[Things to do]
**A.** Rewrite the part of the documentary review that begins with "The cultural equivalent" and stops after "with real life.", using "ending" in place of "denouement".
**B.** According to the documentary review, which two events mark the beginning and end of the era the film covers?

[Text excerpt]
§ §

In fact, it's sort of a mistake that director Joseph Lovett gave his documentary, currently playing at Cinema 21, such an audience-limiting, porn-sounding title. Indeed, it is a slightly raw exposé of the sexual comings and goings of gay men that begins at the end of one kind of queer suppression (Stonewall, June 1969) and ends at the beginning of a different sort of queer suppression (AIDS, June 1981). But that these dates bookend an era doesn't come up until the film's last minutes. This is not a story that tries to blame the AIDS crisis on queers and their sexual behavior.
It's quite the opposite.
The cultural equivalent of an archeological dig, it combs through the debris of a group of open-minded individuals who, after centuries of oppression, came out of the shadows and—for a very short time in the 1970s—openly flourished. That these men would pay such a high price for their freedom is just a sad denouement to their story.
What was truly revolutionary about gay men in the '70s is that they found a new way to connect to one another. Rather than make secret assignations with other men through the traditional, yet equally homophobic and homoerotic, trappings of recreational sports, they did it openly through recreational sex. And boy, did they ever connect. Sex happened everywhere: the bars, the baths, behind bushes, on the street. Gay pornography had a hard time keeping up with real life.

§ §

[Dataset content]
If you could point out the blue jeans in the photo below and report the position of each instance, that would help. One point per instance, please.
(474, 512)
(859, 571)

§ §

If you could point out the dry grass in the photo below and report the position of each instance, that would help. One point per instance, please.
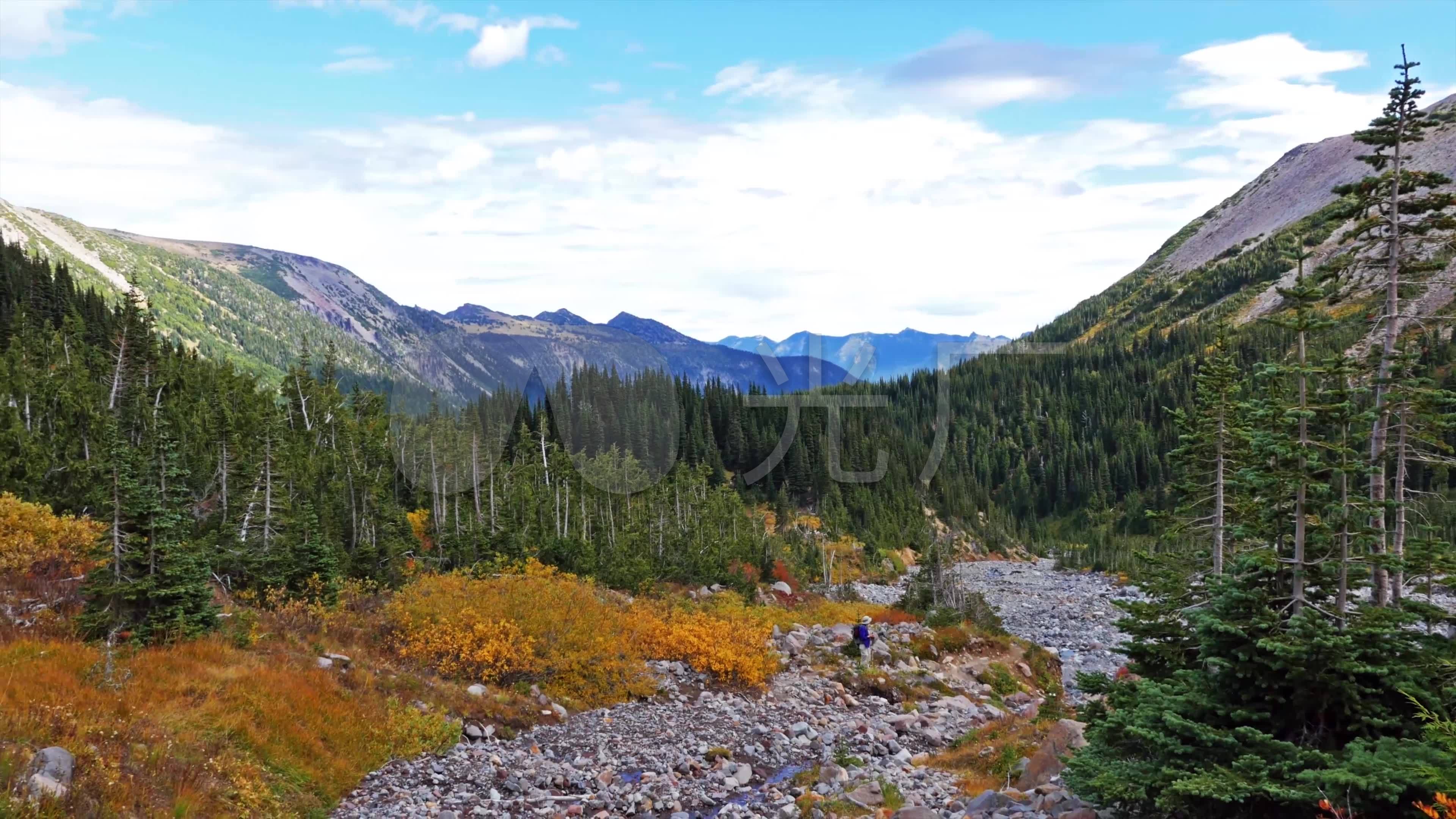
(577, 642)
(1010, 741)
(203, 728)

§ §

[Numbered responses]
**A.**
The cultural equivalent of an archeological dig, it combs through the debris of a group of open-minded individuals who, after centuries of oppression, came out of the shadows and—for a very short time in the 1970s—openly flourished. That these men would pay such a high price for their freedom is just a sad ending to their story.
What was truly revolutionary about gay men in the '70s is that they found a new way to connect to one another. Rather than make secret assignations with other men through the traditional, yet equally homophobic and homoerotic, trappings of recreational sports, they did it openly through recreational sex. And boy, did they ever connect. Sex happened everywhere: the bars, the baths, behind bushes, on the street. Gay pornography had a hard time keeping up with real life.

**B.** Stonewall in June 1969 and AIDS in June 1981.